======== DATASET ROWS ========
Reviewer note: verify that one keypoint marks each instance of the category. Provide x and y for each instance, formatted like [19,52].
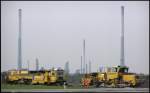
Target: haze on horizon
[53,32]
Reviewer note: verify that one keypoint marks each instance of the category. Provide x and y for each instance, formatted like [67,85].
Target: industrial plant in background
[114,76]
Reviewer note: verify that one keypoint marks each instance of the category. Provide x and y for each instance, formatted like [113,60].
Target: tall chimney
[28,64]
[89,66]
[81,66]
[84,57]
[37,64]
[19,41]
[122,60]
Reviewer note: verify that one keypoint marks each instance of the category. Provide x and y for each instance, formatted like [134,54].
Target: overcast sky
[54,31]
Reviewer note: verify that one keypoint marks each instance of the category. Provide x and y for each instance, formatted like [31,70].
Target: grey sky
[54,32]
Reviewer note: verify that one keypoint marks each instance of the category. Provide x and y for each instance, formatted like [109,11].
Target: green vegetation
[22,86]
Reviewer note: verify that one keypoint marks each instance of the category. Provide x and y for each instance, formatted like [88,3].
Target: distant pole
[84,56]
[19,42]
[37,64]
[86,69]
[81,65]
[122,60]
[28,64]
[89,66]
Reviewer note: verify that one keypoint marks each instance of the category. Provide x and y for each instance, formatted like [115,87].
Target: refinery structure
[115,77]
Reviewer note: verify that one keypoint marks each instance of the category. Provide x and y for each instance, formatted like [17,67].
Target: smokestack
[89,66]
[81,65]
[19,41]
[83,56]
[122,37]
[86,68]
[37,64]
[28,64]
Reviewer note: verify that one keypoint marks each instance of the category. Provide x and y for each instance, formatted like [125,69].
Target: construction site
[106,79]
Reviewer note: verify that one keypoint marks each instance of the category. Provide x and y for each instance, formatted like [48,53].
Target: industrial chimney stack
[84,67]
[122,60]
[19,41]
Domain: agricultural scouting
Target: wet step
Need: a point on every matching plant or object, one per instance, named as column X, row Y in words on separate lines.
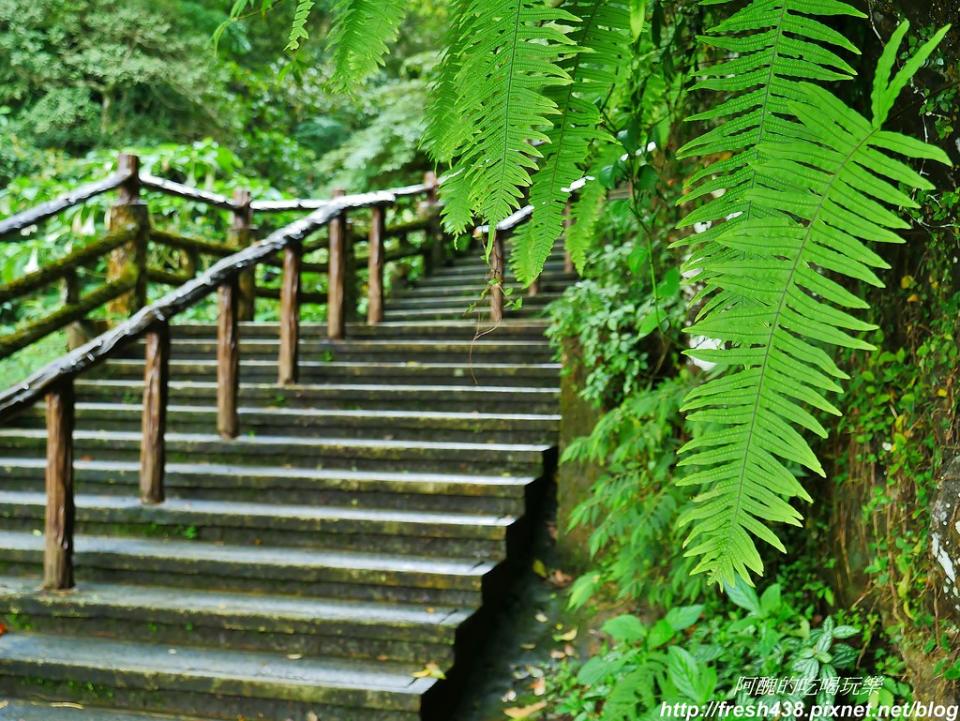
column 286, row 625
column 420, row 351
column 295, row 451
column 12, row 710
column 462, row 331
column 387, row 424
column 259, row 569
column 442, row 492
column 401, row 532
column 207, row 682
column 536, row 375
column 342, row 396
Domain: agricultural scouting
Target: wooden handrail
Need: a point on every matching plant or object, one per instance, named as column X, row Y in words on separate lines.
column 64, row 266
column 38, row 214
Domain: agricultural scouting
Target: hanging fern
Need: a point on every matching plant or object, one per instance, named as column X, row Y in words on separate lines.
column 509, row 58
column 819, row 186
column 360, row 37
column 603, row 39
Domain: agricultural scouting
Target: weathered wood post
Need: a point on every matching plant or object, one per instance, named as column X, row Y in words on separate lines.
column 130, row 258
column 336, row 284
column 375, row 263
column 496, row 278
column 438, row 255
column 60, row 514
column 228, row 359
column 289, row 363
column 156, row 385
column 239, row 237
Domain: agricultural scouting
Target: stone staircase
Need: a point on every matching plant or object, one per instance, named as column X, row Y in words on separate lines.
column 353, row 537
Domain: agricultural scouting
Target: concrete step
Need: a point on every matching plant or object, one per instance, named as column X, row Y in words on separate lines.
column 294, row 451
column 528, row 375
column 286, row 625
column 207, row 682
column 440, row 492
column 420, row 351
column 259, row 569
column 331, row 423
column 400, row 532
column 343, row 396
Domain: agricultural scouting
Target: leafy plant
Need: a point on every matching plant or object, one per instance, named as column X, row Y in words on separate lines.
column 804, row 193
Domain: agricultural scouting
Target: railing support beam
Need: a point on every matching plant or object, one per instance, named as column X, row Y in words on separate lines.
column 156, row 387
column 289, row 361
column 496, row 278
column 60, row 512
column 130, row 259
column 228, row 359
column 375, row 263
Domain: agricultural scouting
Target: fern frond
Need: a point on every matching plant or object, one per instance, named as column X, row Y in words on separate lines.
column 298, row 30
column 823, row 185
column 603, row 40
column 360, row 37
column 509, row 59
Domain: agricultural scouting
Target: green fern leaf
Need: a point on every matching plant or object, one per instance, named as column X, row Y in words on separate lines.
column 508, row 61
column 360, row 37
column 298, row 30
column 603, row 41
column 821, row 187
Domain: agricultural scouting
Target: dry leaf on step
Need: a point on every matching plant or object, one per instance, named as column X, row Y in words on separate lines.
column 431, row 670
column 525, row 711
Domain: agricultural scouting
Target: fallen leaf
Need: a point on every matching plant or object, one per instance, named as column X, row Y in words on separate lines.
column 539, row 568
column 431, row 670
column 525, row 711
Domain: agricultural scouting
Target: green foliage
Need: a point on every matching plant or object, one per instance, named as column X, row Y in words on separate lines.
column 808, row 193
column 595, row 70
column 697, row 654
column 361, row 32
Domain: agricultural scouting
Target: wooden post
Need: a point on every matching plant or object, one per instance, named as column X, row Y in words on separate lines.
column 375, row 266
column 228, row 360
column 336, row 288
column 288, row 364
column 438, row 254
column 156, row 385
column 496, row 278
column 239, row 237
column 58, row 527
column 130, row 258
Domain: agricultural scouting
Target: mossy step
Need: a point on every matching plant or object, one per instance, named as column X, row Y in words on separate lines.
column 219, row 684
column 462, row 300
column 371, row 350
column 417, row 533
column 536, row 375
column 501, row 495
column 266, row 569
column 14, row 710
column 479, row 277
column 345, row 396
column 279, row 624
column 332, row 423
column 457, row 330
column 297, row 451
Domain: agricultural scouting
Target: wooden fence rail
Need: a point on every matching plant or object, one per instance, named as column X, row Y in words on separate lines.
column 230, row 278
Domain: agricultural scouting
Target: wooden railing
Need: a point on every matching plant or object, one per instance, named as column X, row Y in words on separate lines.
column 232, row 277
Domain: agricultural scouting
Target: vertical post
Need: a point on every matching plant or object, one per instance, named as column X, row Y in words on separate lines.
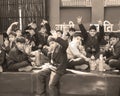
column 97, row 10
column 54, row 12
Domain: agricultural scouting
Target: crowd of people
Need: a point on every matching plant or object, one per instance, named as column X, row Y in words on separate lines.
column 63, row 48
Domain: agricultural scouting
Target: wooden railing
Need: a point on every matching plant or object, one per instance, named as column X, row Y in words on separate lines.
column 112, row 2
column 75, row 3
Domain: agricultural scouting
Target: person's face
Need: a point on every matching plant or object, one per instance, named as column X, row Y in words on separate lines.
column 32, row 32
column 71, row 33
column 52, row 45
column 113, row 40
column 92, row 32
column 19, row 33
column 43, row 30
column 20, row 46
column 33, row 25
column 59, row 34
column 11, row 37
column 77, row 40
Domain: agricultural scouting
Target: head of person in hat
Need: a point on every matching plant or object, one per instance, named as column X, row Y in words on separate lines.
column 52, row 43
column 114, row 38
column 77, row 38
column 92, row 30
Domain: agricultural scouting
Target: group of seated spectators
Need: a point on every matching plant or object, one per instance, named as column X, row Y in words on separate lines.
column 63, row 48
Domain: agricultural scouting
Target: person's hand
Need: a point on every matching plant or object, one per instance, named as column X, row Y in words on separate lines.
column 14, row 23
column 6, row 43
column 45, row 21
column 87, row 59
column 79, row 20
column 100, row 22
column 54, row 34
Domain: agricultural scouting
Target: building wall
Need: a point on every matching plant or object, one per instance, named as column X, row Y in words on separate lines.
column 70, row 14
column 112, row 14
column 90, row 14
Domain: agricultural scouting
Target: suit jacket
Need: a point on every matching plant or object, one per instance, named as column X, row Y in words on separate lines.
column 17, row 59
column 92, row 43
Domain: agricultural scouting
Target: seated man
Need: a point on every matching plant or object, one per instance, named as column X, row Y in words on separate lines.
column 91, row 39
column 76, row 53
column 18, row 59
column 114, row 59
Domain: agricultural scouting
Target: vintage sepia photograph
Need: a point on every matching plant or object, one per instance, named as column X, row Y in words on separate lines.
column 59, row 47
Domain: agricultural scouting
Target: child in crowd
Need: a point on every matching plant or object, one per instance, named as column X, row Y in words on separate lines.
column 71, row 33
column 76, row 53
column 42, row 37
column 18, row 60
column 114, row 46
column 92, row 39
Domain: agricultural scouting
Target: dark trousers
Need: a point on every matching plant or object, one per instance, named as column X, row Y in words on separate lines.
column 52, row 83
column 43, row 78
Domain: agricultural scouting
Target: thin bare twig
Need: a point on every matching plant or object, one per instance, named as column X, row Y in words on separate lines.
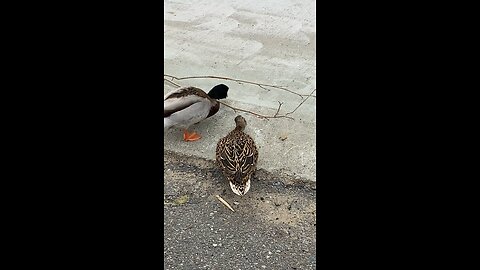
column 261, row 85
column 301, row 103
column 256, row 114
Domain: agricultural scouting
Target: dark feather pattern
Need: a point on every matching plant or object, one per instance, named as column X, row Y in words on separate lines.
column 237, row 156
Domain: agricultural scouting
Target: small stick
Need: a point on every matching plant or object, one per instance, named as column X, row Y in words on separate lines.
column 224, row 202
========
## OBJECTIVE
Rewrite the lines from the one holding "formatted like [115,87]." through the one holding "column 342, row 396", inclusive, with "Reviewer note" replaced by "Annotator note" and all else unchanged. Leave the pictures out.

## ANSWER TO THE TASK
Annotator note: verify that one keypoint marks each instance of the category. Provide x and y for each instance, formatted like [115,87].
Target: refinery structure
[115,77]
Annotator note: verify that one keypoint marks each instance of the category. Provide x and y for each instance, formatted like [17,67].
Target: smokestack
[89,66]
[81,65]
[19,41]
[83,56]
[122,37]
[86,68]
[37,64]
[28,64]
Annotator note: verify that one keypoint marks each instance of the category. Provide x and y for each instance, formatted like [125,69].
Target: construction site
[106,79]
Annotator note: verify that one keypoint marks each instance of the category. Provide x and y for each instance, formatted like [48,53].
Target: industrial chimney stack
[84,67]
[122,60]
[19,41]
Domain: agricultural scouting
Target: wet step
Need: a point on every matching plant or object, one per instance, named as column X, row Y in words on separate lines.
column 286, row 625
column 420, row 351
column 295, row 451
column 12, row 710
column 462, row 331
column 387, row 424
column 259, row 569
column 442, row 492
column 401, row 532
column 207, row 682
column 536, row 375
column 342, row 396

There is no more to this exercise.